▶ _TASK LIST_
• a. Reproduce the reviewer reply word for word from "We fully agree" up to and including "manuscript and have extended the discussion on this topic.".
• b. Write what comes next in the reviewer reply on the study's data quality, picking up after its last sentence.

▶ _PAGE EXTRACT_

_ _ _ _

We fully agree variable selection is an essential step in the process and should therefore be considered carefully. In this specific work we did not compare different feature selection methods, since the main goal was to explore feasibility of the approach at all. We chose a single feature selection method so that we could demonstrate that the workflow shown here is one that will lead to a useable model. When further applying and scaling this approach, comparing multiple feature selection methods should be part of the modeling procedure. We do realize that this was not clearly communicated this limitation in the manuscript and have extended the discussion on this topic.
- The minimum length for continuous data was set to 24 hours. This is reasonable for appropriate data quality. Only 11 of the 24 subjects have suitable data quality. Only a brief explanation of low data quality is given. This should be further explained and elaborated. Over 50% of the subjects could not be evaluated due to a lack of data. Thus, this seems to be a significant problem of this study, which needs to be discussed in detail.
We appreciate the feedback from the reviewer asking for a more detailed explanation of low data quality and have extended the discussion on this topic. Also, we have better explained our criteria for excluding participants from analysis. While the quality of the food logging was surprisingly high in our experience, probably due to the fact that participants had affinity with nutrition research and care, there were issues with the watch and the CGM device. Participants had to offload the watch data in an accompanying software that was intended for researchers. Since this was a free-living study design and offload was needed on a daily basis, we asked participants to do the offload themselves after a short training and with 24/7 helpdesk. Even with these anticipatory actions, data from seven participants had to be excluded due to limited watch data. As for the CGM device, participants were blinded to the data to prevent confounding effects of changing behavior. Unfortunately, missing data was only observed after the study. These points have now been discussed in more detail in the discussion.

_ _ _ _

Referring expression data:
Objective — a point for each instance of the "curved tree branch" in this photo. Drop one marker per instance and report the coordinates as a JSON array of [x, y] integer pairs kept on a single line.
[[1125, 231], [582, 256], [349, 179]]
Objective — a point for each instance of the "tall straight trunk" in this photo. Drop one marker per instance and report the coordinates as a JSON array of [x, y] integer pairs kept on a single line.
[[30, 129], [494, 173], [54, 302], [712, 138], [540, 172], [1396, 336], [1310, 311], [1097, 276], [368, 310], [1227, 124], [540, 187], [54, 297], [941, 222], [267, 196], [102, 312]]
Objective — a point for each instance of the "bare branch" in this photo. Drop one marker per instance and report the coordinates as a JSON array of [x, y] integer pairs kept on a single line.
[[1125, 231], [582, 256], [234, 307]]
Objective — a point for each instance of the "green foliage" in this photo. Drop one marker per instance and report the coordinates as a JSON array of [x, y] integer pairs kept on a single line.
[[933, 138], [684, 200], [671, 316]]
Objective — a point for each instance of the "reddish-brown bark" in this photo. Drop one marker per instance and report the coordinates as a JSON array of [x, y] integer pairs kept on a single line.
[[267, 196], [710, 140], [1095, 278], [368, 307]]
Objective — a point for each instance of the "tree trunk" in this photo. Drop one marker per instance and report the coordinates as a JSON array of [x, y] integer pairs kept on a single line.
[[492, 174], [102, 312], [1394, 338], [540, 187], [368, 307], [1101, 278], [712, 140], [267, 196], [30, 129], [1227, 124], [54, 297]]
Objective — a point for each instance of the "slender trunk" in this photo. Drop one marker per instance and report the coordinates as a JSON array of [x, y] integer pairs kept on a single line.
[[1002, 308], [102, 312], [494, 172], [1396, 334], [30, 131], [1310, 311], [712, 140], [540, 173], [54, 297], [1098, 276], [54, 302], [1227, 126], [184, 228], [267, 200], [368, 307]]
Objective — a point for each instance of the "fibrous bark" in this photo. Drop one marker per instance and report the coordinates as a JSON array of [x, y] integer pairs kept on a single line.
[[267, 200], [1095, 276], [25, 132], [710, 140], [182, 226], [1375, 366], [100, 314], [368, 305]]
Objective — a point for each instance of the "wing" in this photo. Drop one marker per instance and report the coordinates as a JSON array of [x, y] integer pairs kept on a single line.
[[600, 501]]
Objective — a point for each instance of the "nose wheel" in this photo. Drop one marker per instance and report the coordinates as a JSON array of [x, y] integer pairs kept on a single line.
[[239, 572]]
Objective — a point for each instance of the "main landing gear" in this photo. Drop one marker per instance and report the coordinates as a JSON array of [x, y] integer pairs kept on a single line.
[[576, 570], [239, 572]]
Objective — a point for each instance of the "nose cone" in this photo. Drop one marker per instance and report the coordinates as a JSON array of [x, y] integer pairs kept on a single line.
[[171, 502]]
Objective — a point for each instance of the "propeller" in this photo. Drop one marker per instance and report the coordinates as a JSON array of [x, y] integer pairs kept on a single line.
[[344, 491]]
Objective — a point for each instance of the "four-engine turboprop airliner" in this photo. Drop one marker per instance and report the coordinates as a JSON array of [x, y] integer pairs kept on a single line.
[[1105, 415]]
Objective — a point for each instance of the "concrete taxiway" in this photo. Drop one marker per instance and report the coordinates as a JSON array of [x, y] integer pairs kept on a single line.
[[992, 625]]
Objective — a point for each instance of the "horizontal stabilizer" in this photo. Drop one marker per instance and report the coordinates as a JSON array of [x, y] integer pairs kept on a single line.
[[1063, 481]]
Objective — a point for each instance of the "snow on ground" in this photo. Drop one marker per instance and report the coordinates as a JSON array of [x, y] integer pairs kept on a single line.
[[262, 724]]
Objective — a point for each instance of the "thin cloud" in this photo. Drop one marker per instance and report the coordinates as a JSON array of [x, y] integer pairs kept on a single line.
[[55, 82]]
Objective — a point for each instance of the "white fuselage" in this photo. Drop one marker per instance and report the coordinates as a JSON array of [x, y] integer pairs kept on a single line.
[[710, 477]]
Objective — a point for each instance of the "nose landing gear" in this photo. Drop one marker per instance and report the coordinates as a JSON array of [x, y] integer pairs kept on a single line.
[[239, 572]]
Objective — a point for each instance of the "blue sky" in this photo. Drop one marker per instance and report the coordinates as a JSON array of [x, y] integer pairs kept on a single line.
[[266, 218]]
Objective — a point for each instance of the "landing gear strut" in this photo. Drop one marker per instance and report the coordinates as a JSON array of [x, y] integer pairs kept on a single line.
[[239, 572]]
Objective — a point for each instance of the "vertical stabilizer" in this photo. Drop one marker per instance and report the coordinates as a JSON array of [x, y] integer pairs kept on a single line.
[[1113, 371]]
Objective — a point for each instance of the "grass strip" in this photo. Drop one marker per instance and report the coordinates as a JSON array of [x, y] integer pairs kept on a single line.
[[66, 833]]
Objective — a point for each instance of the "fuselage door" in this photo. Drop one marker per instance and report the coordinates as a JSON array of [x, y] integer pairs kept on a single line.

_ _ _ _

▶ _ANSWERS IN ORDER_
• a.
We fully agree variable selection is an essential step in the process and should therefore be considered carefully. In this specific work we did not compare different feature selection methods, since the main goal was to explore feasibility of the approach at all. We chose a single feature selection method so that we could demonstrate that the workflow shown here is one that will lead to a useable model. When further applying and scaling this approach, comparing multiple feature selection methods should be part of the modeling procedure. We do realize that this was not clearly communicated this limitation in the manuscript and have extended the discussion on this topic.

• b.
5. Blood glucose data from multiple meals may overlap if insufficient time has passed between the two meals. Likewise, exercise and sleep can affect blood glucose data. Was care taken to ensure at least 2 hours between different meals?
This study explicitly intended real-world conditions. Standardization was limited to a minimum, to as close to everyday life as possible. Therefore, no care was taken to ensure at least 2 hours between different meals. Moreover, while 2 hours difference may prevent short-term interactions, there are multiple longer-term interactions, such as type of food and exercise last 24 hours, sleep quality, etc. Therefore, we have engineered the features covering different rolling periods preceding glucose data, i.e., 30, 60, and 90 minutes as well as 2, 3, 8, and 24 hours, allowing modeling of the interactions between overlapping predictors of glucose data.
Round 2
Reviewer 2 Report
The manuscript has improved substantially. Publish it as it is.